> _About this exercise_
Only one stretch of the data below is needed. Output the lines from the one with "x=386, y=442" up to and including the one with "x=526, y=511", exactly as they stand.

> _Records supplied_
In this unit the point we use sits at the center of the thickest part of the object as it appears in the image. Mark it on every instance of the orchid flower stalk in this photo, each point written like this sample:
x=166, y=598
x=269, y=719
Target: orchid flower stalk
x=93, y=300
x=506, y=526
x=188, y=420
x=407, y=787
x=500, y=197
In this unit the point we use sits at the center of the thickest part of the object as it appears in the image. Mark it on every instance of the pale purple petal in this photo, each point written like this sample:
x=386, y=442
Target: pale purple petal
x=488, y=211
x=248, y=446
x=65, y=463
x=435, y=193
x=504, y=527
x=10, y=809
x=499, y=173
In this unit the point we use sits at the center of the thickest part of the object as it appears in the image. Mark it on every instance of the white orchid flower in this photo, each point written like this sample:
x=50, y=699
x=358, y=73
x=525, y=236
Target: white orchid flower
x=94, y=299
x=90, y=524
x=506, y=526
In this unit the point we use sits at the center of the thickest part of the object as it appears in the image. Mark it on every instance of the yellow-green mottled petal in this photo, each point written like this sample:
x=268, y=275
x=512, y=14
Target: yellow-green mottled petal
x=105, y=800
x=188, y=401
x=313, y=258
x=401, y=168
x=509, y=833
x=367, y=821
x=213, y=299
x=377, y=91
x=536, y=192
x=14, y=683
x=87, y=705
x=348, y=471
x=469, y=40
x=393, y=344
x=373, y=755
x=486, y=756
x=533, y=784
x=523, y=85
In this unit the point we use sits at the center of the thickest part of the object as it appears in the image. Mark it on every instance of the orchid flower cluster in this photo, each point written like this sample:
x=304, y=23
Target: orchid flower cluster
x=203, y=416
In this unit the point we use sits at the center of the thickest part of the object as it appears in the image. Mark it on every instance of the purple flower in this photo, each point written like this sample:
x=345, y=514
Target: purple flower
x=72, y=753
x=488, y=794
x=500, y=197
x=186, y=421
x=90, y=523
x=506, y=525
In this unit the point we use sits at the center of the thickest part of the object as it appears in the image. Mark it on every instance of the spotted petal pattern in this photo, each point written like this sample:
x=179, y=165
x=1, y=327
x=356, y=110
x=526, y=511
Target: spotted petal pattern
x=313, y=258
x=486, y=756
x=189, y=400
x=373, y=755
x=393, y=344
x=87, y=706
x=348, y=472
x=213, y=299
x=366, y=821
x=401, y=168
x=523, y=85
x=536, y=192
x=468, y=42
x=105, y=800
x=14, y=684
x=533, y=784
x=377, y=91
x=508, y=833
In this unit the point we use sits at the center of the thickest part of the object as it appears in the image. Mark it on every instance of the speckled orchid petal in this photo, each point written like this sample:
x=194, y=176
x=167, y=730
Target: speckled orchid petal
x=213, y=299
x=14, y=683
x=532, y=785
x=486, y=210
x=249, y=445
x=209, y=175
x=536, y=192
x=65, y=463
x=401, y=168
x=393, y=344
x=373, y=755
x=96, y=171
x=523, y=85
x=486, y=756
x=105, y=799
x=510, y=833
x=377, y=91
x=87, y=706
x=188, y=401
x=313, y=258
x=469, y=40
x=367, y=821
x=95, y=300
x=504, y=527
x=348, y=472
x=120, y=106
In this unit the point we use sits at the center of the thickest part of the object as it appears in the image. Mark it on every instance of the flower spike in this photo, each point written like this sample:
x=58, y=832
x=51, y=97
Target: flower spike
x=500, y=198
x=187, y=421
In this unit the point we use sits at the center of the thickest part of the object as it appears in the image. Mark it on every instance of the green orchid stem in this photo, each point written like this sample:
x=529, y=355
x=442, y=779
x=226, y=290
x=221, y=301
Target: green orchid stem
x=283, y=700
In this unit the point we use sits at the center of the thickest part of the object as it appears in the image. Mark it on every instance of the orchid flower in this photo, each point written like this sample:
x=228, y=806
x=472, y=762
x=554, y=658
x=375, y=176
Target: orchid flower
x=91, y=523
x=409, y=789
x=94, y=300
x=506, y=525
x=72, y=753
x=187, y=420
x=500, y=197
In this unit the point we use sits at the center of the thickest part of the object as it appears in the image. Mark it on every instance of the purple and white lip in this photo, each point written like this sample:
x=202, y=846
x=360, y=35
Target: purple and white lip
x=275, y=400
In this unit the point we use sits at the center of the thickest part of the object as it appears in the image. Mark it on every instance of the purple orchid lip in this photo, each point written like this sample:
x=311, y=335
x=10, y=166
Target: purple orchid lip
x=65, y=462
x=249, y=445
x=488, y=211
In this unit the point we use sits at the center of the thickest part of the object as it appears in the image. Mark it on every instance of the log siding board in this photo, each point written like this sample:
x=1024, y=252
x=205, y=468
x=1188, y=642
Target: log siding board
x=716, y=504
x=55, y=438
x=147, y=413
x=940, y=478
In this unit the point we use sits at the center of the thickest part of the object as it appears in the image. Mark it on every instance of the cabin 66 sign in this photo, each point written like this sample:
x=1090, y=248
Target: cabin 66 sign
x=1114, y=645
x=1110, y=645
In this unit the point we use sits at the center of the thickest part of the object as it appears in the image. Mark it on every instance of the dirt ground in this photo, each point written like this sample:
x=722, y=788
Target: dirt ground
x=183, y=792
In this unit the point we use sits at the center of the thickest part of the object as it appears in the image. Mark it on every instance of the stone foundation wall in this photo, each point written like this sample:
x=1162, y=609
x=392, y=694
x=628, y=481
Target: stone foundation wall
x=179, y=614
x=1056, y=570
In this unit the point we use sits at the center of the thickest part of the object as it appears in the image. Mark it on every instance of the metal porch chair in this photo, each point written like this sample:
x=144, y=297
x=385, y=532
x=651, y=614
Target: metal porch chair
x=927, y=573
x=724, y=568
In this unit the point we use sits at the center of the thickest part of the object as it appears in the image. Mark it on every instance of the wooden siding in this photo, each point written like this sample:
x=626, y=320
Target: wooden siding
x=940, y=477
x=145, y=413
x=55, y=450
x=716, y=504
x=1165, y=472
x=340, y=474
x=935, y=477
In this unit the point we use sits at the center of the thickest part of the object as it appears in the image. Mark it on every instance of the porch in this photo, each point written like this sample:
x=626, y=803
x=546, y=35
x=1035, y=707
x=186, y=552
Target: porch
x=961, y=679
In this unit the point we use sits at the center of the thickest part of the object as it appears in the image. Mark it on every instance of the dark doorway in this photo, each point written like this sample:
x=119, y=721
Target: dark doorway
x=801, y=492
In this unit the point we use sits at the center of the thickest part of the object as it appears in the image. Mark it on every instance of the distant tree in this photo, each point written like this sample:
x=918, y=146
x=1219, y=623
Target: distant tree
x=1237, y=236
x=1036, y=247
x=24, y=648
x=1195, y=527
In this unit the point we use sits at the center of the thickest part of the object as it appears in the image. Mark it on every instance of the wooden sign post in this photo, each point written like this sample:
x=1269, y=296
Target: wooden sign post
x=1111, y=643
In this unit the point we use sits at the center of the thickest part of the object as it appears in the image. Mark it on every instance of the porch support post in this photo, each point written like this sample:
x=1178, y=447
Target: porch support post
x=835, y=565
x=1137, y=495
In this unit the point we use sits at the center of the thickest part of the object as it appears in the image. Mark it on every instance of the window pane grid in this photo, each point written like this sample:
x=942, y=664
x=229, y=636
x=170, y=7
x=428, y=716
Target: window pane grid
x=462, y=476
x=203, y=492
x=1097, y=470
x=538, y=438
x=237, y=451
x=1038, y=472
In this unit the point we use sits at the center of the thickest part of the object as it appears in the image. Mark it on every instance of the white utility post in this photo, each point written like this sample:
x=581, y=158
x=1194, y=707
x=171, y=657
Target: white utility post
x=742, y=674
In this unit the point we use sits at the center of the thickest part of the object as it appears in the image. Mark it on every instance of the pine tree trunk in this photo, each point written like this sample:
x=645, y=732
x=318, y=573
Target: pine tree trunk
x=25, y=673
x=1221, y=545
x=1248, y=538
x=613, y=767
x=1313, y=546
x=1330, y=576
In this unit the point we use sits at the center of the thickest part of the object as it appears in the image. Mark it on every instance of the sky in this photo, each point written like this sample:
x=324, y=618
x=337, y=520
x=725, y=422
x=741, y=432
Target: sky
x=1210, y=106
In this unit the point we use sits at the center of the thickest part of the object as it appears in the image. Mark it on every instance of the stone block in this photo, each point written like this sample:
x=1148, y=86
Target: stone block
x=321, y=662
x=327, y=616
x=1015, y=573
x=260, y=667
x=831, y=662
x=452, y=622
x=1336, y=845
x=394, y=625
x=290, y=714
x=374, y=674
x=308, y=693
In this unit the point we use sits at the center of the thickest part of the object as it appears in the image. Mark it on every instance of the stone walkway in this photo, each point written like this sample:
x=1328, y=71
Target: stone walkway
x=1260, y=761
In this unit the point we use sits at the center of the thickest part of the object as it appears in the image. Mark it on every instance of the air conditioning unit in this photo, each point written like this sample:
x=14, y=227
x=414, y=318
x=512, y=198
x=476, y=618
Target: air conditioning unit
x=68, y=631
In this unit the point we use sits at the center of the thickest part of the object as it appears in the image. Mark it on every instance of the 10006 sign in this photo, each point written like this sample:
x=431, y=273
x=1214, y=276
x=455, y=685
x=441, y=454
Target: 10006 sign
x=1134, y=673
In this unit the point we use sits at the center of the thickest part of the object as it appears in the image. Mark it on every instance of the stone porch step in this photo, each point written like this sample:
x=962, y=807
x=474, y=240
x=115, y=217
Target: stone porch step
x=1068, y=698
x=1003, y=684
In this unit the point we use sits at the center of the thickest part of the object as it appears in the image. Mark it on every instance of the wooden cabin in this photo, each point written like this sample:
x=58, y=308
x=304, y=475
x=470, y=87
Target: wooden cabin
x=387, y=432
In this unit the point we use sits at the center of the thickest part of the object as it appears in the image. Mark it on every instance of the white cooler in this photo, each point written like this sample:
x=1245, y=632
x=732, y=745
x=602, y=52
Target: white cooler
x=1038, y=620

> _Worked solution_
x=386, y=442
Target: pale purple petal
x=488, y=211
x=248, y=446
x=65, y=463
x=435, y=193
x=504, y=527
x=10, y=809
x=499, y=173
In this unit the point we use sits at the center of the thickest part of the object as it appears in the image. Mark it on every instance of the white orchid flower in this photo, each point written like this sample:
x=50, y=699
x=358, y=73
x=525, y=236
Target: white orchid flower
x=94, y=299
x=90, y=524
x=506, y=526
In this unit the point we use sits at the center of the thickest part of the object as it appears in the image. Mark it on every instance of the yellow-green mottled petal in this photo, each point written like this sample:
x=268, y=275
x=512, y=14
Target: yellow-green mottled petal
x=105, y=800
x=188, y=401
x=313, y=258
x=401, y=168
x=509, y=833
x=367, y=821
x=213, y=299
x=377, y=91
x=536, y=192
x=14, y=683
x=87, y=705
x=348, y=471
x=469, y=40
x=393, y=344
x=373, y=755
x=486, y=756
x=533, y=784
x=523, y=85
In this unit the point we use sits at the center of the thickest part of the object as it appears in the image. Mark it on every instance of the orchid flower cluster in this photo, each point written like this sample:
x=304, y=23
Target: orchid flower cluster
x=203, y=416
In this unit the point we use sits at the center of the thickest part of the object as it appears in the image. Mark it on every instance of the purple flower in this photo, each point written like this sample:
x=345, y=514
Target: purple flower
x=72, y=753
x=488, y=794
x=500, y=197
x=186, y=421
x=90, y=523
x=506, y=525
In this unit the point we use sits at the center of the thickest part of the object as it appears in the image. Mark it on every instance of the spotted petal pattern in this photo, each point written like this sample:
x=179, y=165
x=1, y=327
x=356, y=110
x=526, y=511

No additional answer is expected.